◆ **Action item**
In this exercise, every entry below is to be reproduced word for word.

◆ **Data listing**

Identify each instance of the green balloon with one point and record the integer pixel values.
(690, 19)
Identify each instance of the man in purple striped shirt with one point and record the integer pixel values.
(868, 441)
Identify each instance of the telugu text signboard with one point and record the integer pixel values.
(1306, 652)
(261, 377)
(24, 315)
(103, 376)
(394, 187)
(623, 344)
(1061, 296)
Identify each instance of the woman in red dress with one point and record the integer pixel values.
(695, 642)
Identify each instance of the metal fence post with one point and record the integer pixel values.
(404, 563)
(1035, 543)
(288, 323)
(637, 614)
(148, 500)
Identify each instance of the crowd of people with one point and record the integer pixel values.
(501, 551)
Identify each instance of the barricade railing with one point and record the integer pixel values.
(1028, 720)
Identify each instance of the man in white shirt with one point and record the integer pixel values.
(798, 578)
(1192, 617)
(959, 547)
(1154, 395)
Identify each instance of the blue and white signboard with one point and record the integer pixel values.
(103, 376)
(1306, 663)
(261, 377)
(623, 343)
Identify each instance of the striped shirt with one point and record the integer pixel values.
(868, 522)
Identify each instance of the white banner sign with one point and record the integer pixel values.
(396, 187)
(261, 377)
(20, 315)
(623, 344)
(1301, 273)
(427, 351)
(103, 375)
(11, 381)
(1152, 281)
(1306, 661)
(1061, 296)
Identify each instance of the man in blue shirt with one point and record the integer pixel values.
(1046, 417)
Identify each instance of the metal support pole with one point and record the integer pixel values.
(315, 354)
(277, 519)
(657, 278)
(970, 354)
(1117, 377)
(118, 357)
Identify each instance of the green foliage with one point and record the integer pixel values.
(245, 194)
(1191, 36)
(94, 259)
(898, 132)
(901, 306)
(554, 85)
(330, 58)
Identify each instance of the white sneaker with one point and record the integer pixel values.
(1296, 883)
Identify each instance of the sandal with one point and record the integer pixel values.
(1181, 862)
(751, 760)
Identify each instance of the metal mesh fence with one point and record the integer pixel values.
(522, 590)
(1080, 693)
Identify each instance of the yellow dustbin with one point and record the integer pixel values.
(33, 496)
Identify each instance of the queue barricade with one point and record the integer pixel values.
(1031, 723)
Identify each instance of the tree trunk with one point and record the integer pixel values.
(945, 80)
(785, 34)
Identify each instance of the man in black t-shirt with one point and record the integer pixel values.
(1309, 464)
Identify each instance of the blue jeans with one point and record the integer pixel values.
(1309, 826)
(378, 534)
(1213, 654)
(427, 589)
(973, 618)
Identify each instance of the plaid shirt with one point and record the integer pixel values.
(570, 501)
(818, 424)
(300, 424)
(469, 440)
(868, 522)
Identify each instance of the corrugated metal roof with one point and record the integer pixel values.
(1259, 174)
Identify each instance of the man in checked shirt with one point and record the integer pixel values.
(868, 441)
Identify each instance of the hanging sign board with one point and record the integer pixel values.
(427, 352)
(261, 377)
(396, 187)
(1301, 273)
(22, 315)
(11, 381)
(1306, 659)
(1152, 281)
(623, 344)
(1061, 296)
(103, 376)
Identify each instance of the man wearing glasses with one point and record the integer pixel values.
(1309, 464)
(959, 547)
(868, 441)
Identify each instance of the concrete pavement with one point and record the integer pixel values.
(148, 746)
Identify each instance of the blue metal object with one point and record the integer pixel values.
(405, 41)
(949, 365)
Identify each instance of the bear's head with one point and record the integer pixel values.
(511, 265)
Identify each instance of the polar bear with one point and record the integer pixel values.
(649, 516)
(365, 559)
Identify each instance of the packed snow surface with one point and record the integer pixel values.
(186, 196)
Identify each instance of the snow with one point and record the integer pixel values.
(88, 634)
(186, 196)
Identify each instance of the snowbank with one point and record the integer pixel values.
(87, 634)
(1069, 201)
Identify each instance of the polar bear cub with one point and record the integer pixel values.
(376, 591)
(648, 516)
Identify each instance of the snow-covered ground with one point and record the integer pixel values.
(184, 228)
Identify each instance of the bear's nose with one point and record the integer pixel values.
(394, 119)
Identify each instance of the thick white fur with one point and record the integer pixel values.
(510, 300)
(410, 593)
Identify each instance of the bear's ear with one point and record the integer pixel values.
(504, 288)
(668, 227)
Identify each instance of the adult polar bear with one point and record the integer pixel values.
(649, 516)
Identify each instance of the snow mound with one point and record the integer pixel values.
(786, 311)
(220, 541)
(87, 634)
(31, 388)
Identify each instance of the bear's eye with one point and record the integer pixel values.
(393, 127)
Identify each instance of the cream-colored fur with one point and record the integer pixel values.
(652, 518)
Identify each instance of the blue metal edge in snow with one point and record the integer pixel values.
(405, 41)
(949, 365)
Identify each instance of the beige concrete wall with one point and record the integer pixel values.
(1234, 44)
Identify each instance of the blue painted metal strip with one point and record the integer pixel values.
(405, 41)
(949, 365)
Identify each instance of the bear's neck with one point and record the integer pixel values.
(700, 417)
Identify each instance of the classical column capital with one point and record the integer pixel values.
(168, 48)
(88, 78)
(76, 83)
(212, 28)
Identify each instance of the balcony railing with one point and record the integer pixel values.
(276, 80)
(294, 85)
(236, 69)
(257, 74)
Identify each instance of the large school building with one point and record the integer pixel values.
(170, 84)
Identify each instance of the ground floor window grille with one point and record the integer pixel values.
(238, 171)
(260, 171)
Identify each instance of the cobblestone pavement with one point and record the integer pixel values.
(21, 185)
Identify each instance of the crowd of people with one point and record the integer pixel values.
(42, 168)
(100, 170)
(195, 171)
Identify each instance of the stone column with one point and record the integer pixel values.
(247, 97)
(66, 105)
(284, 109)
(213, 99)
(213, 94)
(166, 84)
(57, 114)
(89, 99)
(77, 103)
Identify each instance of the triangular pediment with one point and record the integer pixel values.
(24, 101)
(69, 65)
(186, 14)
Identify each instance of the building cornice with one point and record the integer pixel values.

◆ **Exercise response**
Identify each instance of the green balloon with one point and record the integer pixel values.
(690, 19)
Identify each instance of the man in purple striped shirt with one point and record the integer pixel values.
(868, 441)
Identify each instance of the telugu text signboard with one point and record the integer pixel values.
(1306, 652)
(261, 377)
(24, 315)
(103, 376)
(394, 187)
(623, 344)
(1061, 296)
Identify each instance of the woman in red dress with one point and record the integer pixel values.
(695, 642)
Identify each instance of the metal fence post with one point and record the integer pixel values.
(404, 563)
(1035, 543)
(288, 323)
(637, 614)
(148, 500)
Identify each instance of the crowd of people with one point and record the integer pixel values.
(501, 551)
Identify each instance of the barricade railing with one point and record the integer pixel values.
(1028, 720)
Identify each instance of the man in white shirt with one point and record the integer pixel values.
(798, 578)
(1192, 617)
(959, 547)
(1154, 395)
Identify each instance of the blue and white signboard with one point and record the integer pixel values.
(103, 376)
(1306, 663)
(261, 377)
(623, 343)
Identify each instance of the striped shirt with one point and record the integer pixel values.
(868, 522)
Identify each instance of the white banner sign with one point and record the integer pixel values.
(396, 187)
(261, 377)
(20, 315)
(623, 344)
(1301, 273)
(427, 351)
(103, 375)
(11, 381)
(1152, 281)
(1306, 661)
(1061, 296)
Identify each instance of the man in blue shirt with one point and record the integer pixel values.
(1046, 417)
Identify each instance of the metal support pole with one point and record the integer pixel values.
(315, 354)
(277, 519)
(657, 278)
(970, 354)
(1117, 377)
(118, 357)
Identify each instance of the green foliage with one point and record the integer pixel values.
(245, 194)
(1191, 36)
(94, 259)
(898, 132)
(901, 306)
(554, 85)
(330, 58)
Identify each instance of the white sneaker with one point and record the integer pixel values.
(1296, 883)
Identify each instance of the sandal with one point and record the integer pixel values.
(1181, 862)
(751, 760)
Identify each instance of the metal mesh fence with one point and record the integer pixel values.
(522, 590)
(1080, 693)
Identify each instance of the yellow dustbin with one point and record the integer pixel values.
(33, 496)
Identify each instance of the queue barricade with one point and record the integer pixel values.
(1031, 723)
Identify each instance of the tree trunk with one point and record the integer pixel values.
(945, 80)
(785, 34)
Identify each instance of the man in black t-shirt with one point and record the integer pixel values.
(1309, 464)
Identify each instance of the blue jeans with one point and record the integer pixel values.
(1309, 826)
(378, 534)
(1213, 654)
(427, 589)
(973, 618)
Identify each instance of the plaid shirt with one point and record the integer pixel values.
(570, 501)
(818, 424)
(300, 424)
(469, 440)
(868, 522)
Identify each instance of the corrugated metal roof with one point and record the integer pixel values.
(1259, 174)
Identify each instance of the man in checked shirt with one point and record the integer pixel values.
(868, 441)
Identify each instance of the hanging sign board with one point and record the integer pixel values.
(427, 352)
(261, 377)
(396, 187)
(1301, 273)
(22, 315)
(11, 381)
(1306, 659)
(1152, 281)
(623, 344)
(1061, 296)
(103, 376)
Identify each instance of the man wearing glasses with one point and record the integer pixel values.
(1309, 464)
(959, 547)
(868, 441)
Identify each instance of the concrete pavement with one point and record the integer pixel values.
(148, 746)
Identify each instance of the blue metal object with one point and record the integer pixel values.
(405, 41)
(949, 365)
Identify each instance of the bear's head with one point and record the integer pixel values.
(511, 265)
Identify each instance of the polar bear with one point and record the integer pixel values.
(649, 516)
(365, 559)
Identify each instance of the packed snow surface with one point and record the integer pixel values.
(186, 196)
Identify each instance of the snow with one point and record the integer pixel values.
(88, 634)
(186, 196)
Identify each instance of the snowbank with one point and record the integer pixel values.
(87, 634)
(1069, 201)
Identify each instance of the polar bear cub with one point and record the integer pixel values.
(376, 591)
(648, 516)
Identify each instance of the snow-covered ground with one point and record the integer pixel values.
(184, 228)
Identify each instance of the bear's nose with one point and record the integer pixel values.
(394, 119)
Identify each instance of the thick white fur with one point and record the integer pixel values.
(510, 300)
(410, 593)
Identify each instance of the bear's ear with one point and record the integer pixel values.
(504, 288)
(668, 227)
Identify each instance of the adult polar bear with one point and record the integer pixel values.
(649, 516)
Identify each instance of the snow mound with one point and record the integer pixel values.
(786, 311)
(220, 541)
(87, 634)
(31, 388)
Identify each instance of the bear's eye with one point and record the integer pixel values.
(393, 127)
Identify each instance of the cream-colored fur with one point and record the integer pixel values.
(652, 518)
Identify each instance of the blue metal edge in snow with one point and record the integer pixel values.
(405, 41)
(949, 365)
Identify each instance of the beige concrete wall with one point and record the integer pixel values.
(1234, 44)
Identify each instance of the blue painted metal strip with one point and record the integer pixel values.
(405, 41)
(949, 365)
Identify each instance of the bear's neck with one point and record the integer pixel values.
(700, 417)
Identify each instance of the classical column capital with one point and record the integer pixel values.
(168, 48)
(88, 78)
(76, 83)
(212, 28)
Identify each instance of the balcony railing with one point and record the integer pixel values.
(276, 80)
(294, 85)
(236, 69)
(257, 74)
Identify each instance of the large school building with one point and record the integer pixel values.
(170, 84)
Identify each instance of the ground floor window grille with one point and record the integer pixel values.
(238, 171)
(260, 171)
Identify each instance of the cobblestone pavement with one point and record the integer pixel values.
(21, 185)
Identify each instance of the crowd of people with one point and record the integer pixel values.
(42, 168)
(100, 170)
(195, 171)
Identify each instance of the stone column with one point and record the integer pixel values.
(247, 97)
(66, 105)
(284, 109)
(213, 99)
(213, 94)
(166, 84)
(57, 114)
(89, 99)
(77, 103)
Identify each instance of the triangular pediment with one point and record the integer pixel values.
(24, 101)
(69, 65)
(186, 14)
Identify each instance of the building cornice with one point and record the integer pixel values.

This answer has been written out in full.